> **Required work**:
Locate every line in the entries below that contains the string "branch" and copy each such line in full. Case counts when matching.

> **Material provided**:
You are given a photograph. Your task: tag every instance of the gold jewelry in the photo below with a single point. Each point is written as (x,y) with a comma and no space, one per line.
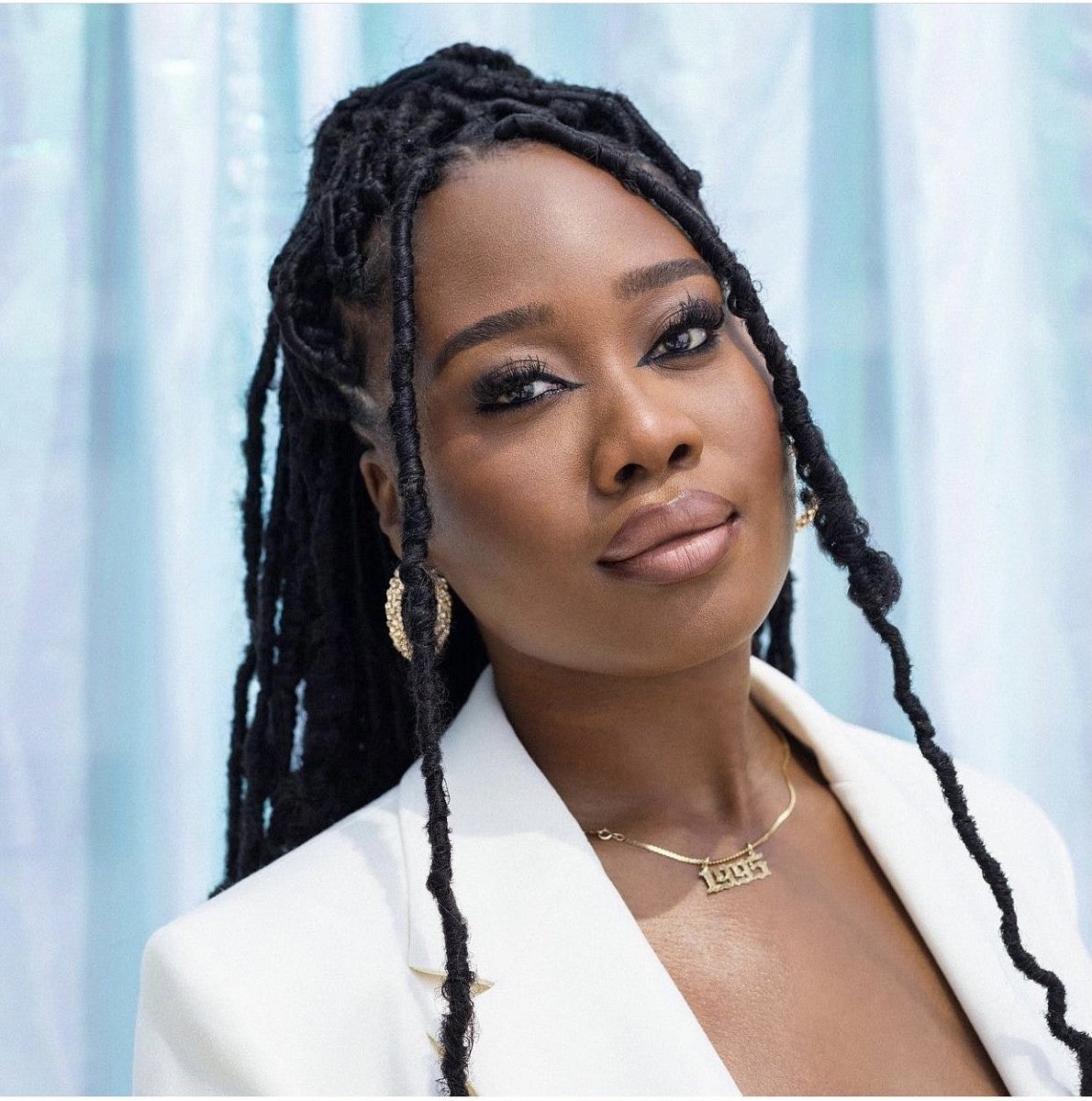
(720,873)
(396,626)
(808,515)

* * *

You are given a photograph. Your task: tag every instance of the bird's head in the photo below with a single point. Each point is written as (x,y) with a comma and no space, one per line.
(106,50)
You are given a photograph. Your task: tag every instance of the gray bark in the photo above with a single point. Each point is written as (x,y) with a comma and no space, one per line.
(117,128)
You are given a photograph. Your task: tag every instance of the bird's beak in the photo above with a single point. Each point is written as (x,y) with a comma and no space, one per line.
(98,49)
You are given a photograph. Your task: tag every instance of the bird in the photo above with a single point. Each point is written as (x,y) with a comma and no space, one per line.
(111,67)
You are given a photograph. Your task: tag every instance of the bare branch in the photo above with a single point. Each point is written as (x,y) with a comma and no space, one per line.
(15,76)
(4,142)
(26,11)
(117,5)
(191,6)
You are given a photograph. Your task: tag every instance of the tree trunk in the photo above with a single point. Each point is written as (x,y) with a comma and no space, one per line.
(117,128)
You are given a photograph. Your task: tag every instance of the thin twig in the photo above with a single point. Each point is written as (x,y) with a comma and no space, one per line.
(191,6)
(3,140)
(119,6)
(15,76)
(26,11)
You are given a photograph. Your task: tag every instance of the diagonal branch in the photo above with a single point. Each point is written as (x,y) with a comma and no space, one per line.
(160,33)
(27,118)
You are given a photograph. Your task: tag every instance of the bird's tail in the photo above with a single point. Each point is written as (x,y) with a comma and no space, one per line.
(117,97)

* * *

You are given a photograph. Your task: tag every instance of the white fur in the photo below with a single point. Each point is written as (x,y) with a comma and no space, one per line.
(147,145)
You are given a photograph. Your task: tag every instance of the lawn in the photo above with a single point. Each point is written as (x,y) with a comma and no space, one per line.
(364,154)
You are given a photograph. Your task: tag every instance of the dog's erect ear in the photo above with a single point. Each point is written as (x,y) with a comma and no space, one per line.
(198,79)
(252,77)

> **Correct response**:
You are given a photograph. Your task: tag every instance of the bare branch in the photo above with a single point. Each point is written as (x,y) with a comma and no space, one per line.
You are given a photograph. Your task: tag every instance of the diagonal branch in the photo above with a single point. Each point is written as (x,y) with a comma and no space, one per line.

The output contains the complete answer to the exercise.